(INFORMATION SHOWN Opens)

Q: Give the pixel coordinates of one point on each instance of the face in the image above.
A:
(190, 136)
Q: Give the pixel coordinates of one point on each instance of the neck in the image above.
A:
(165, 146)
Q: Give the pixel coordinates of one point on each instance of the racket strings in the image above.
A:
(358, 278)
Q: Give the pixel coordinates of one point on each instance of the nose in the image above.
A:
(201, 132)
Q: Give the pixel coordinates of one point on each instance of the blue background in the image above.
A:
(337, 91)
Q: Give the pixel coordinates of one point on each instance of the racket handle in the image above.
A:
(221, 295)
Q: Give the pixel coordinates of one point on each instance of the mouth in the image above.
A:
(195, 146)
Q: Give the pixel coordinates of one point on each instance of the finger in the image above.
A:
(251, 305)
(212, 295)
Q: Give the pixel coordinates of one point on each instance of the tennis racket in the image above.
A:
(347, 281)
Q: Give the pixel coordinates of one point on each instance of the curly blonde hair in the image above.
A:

(INFORMATION SHOWN Closes)
(INFORMATION SHOWN Opens)

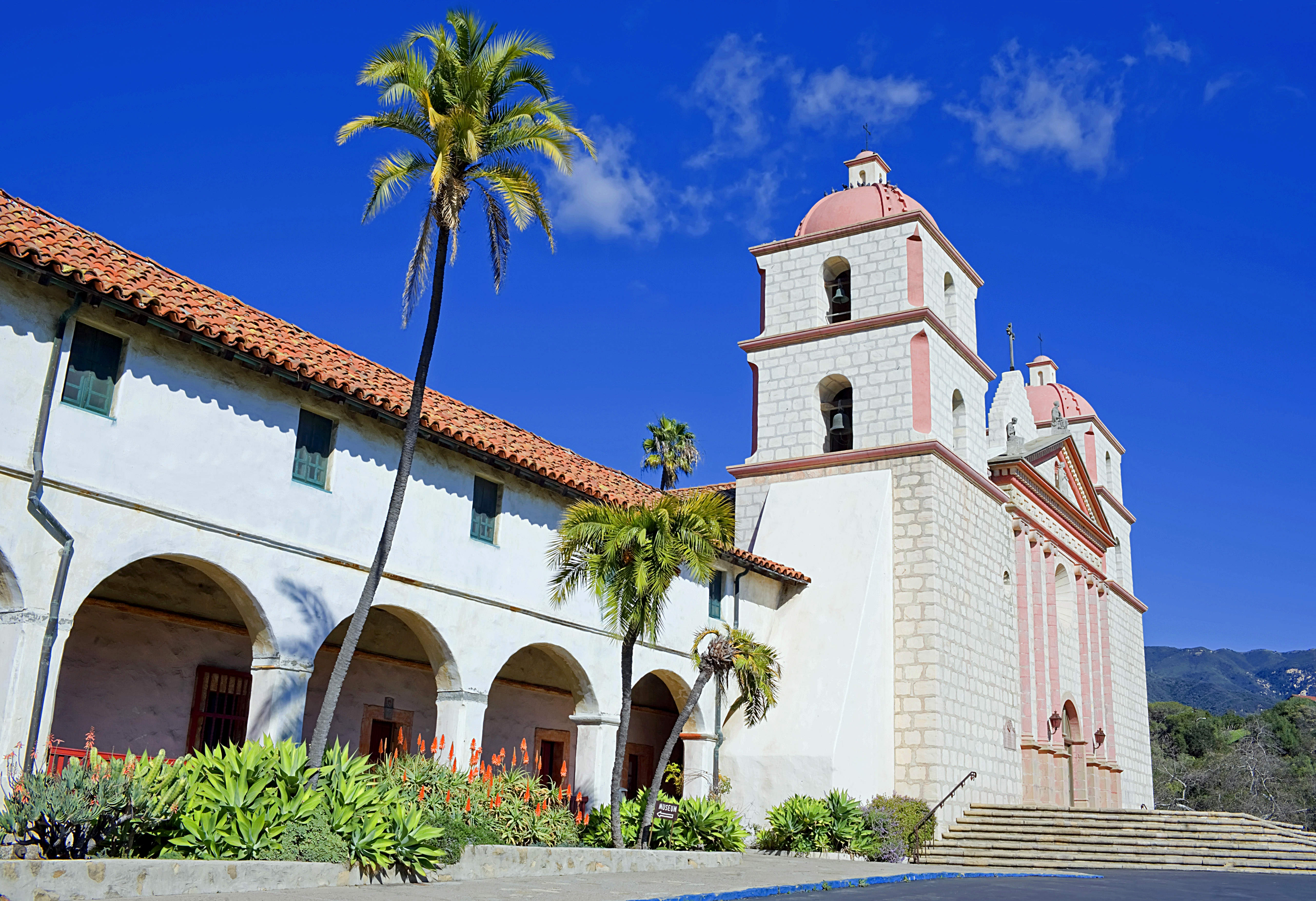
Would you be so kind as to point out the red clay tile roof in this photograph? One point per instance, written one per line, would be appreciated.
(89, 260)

(INFORMATION SHOWN Closes)

Wherever the string "racket" appears in the records above, copy the line it sits in.

Q: Give the pixel coordinates of one point on each instance of the racket strings in the image above.
Q: Give the pixel coordinates of one point on each instance of the racket handle in the image above.
Q: Give the pixel coordinates of one point on each instance of the tennis racket in the image above.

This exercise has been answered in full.